Task prompt:
Exactly as written, quote every line that follows, skipping the images.

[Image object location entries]
*****

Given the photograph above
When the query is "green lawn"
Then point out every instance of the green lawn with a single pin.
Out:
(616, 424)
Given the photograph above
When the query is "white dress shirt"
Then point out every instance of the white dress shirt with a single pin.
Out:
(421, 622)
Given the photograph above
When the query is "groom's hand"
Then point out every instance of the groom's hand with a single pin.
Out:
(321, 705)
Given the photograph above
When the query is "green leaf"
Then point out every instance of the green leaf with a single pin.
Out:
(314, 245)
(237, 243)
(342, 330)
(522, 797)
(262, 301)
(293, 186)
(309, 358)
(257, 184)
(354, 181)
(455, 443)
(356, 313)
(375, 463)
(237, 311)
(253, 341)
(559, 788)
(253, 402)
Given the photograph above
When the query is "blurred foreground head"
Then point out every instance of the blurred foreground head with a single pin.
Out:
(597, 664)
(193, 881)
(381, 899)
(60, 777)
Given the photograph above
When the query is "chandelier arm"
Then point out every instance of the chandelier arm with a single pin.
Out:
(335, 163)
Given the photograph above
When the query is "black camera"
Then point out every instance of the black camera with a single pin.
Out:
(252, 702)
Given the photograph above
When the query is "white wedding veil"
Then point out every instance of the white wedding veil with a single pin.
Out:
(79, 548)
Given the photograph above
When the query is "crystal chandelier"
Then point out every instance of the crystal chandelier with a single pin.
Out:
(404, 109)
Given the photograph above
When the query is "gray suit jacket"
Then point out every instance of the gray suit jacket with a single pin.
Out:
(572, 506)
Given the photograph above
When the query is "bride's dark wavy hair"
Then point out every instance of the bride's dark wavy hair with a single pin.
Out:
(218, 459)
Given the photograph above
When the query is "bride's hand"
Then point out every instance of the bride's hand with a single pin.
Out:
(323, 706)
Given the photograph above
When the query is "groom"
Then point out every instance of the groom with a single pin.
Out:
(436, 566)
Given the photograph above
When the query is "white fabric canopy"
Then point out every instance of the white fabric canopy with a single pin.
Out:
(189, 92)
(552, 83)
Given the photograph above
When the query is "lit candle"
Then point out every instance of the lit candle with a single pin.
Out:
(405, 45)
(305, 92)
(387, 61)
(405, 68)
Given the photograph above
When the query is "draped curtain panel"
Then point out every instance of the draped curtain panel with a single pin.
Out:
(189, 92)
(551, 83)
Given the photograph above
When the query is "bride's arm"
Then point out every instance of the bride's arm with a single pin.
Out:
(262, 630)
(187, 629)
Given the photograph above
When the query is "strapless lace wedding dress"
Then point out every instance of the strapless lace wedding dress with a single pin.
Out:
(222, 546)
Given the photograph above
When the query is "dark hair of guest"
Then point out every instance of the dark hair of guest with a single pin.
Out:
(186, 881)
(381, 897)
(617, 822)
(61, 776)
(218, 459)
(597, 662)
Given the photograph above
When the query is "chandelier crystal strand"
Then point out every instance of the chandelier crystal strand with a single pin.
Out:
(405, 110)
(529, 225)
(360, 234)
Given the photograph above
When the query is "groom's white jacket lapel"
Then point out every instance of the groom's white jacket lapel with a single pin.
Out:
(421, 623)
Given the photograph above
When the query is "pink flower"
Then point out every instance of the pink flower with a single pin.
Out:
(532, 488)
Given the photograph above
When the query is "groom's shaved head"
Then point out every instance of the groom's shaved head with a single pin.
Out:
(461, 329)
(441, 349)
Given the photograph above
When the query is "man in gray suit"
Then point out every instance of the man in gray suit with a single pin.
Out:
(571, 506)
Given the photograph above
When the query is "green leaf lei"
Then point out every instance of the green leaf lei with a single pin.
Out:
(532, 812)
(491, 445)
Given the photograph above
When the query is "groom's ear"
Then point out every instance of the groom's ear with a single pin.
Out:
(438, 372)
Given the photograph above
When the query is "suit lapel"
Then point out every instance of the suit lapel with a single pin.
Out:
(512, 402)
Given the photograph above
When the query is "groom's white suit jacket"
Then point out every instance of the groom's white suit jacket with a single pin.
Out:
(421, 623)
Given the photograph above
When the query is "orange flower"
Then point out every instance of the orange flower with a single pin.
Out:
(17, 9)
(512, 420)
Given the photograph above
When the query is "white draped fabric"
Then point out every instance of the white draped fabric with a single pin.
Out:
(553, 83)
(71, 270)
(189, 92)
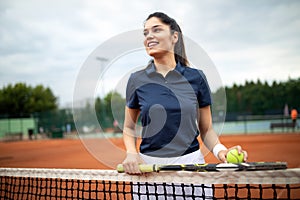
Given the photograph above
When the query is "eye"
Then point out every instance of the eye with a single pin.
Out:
(145, 33)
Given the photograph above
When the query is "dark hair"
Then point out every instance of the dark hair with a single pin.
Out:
(179, 49)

*****

Task response:
Given the photograph above
When the query is "green lawn"
Then point out every instance of the green lawn with a single pin.
Out:
(616, 424)
Given the photograph above
When the query is "white dress shirt"
Then point out every instance of the white dress shirt with a single pin.
Out:
(421, 622)
Given the photograph above
When the query is "groom's hand"
Then point out every instance of the groom's hand with a single pin.
Out:
(321, 705)
Given the photograph above
When the query is "green leaf"
Then point out every instance of the green leaf with a single pin.
Out:
(314, 245)
(237, 243)
(342, 330)
(522, 797)
(262, 301)
(293, 186)
(309, 358)
(257, 184)
(354, 181)
(455, 443)
(356, 313)
(375, 463)
(237, 311)
(253, 341)
(559, 788)
(253, 402)
Given the photograph above
When the query is "blurred foreground head"
Then point out every instance of the blurred foreground head with a single pin.
Out:
(597, 664)
(193, 881)
(381, 899)
(60, 777)
Given the photograph above
When the query is "chandelier arm"
Then point out every instance of the chandelier arm with a single pin.
Out:
(335, 163)
Given the photograph above
When the query is "black camera"
Then point out every instance of the black camera with a single pin.
Out:
(252, 702)
Given the photograph above
When the query is "white wedding veil"
Then point out every instance of the white wedding veil with a single pin.
Out:
(79, 548)
Given the photograph above
When the query is "crystal chandelier"
Then point out every instance of the crystal chandelier with a single pin.
Out:
(404, 109)
Given the photograph above
When the query is "gray suit jacket"
Then point out every instance of the gray suit jacket with a single pin.
Out:
(572, 506)
Given the photograph above
When the query is "bride's dark wavy hair"
Then point out every instance of the bride's dark wavy hair with a single pin.
Out:
(218, 459)
Given the photograph above
When the query is "bride's hand"
Then point out every instance of the bride's hand with a single pin.
Out:
(323, 706)
Given the photograph above
When the query is "groom"
Then point out every instance of the groom with a single pin.
Out:
(436, 566)
Given the photograph above
When the query is "white fabric canopy"
Then point out every instance of the white fabric canopy with a single pin.
Out:
(189, 92)
(552, 83)
Given the photograph above
When the query is "lit candle"
Then point out every instance of the lit candle with a single pin.
Out:
(405, 45)
(305, 92)
(387, 61)
(405, 68)
Given the photograph above
When the query is "draped curtain panel"
Then point out every instance of the draped curtain panel with a single pin.
Out:
(189, 92)
(551, 83)
Given the photograph above
When the query is "bride's arm"
Then point out every instance of the bride's arm with a single pin.
Out:
(262, 630)
(187, 629)
Given the photograph above
When the query is "strapless lace wedding dress"
Then point out every instance of the strapless lace wedding dress with a single pin.
Out:
(222, 546)
Given the photograph above
When the query is "dark hair of guest"
Then point out every instance of the dark hair of guest with a single pin.
Out:
(186, 881)
(381, 897)
(617, 822)
(61, 776)
(218, 459)
(597, 662)
Given the photograph above
When the query is "chandelier crystal strand"
Then point out every instance of the chandelier crystal strand with a single pin.
Out:
(405, 110)
(529, 225)
(360, 234)
Given the photograph above
When the query is "groom's white jacket lapel"
Then point out every instance of the groom's white jacket lapel with a single pin.
Out:
(421, 623)
Given the photograph above
When the query is "pink flower"
Then point out every instance of the pink flower with a single pin.
Out:
(532, 488)
Given the photograph above
When the query is "groom's shaved head"
Then point out every instance of the groom's shaved head with a single pin.
Out:
(461, 329)
(441, 349)
Given the photograph above
When the query is "man in gray suit"
Then point out every instance of the man in gray suit with a single pin.
Out:
(571, 506)
Given the photograph above
When the query is "green leaf lei"
Then point out every instance of the green leaf lei with a single pin.
Out:
(532, 812)
(491, 445)
Given the photograph above
When the query is "groom's ear"
Then point out every instance of the groom's ear with a single pin.
Out:
(438, 372)
Given the photograph above
When the query is "suit lapel"
Then point out every instance of the suit lapel with a single pin.
Out:
(512, 402)
Given the photograph above
When the query is "groom's white suit jacket"
Then point out every instance of the groom's white suit jacket with a single pin.
Out:
(421, 623)
Given the photograph above
When the query is "orange flower"
Then point out every instance of the orange flower with a single pin.
Out:
(17, 9)
(512, 420)
Given the photograph above
When the query is "white draped fabric"
Then point out every instance of the white draped fabric with a single pin.
Out:
(553, 83)
(71, 270)
(189, 92)
Given the photograph above
When the query is "eye"
Then point out every instance of the eye with a single pin.
Out:
(145, 33)
Given the photograph above
When the query is "dark hair"
Then point out every instance of the dark hair with a single pin.
Out:
(179, 49)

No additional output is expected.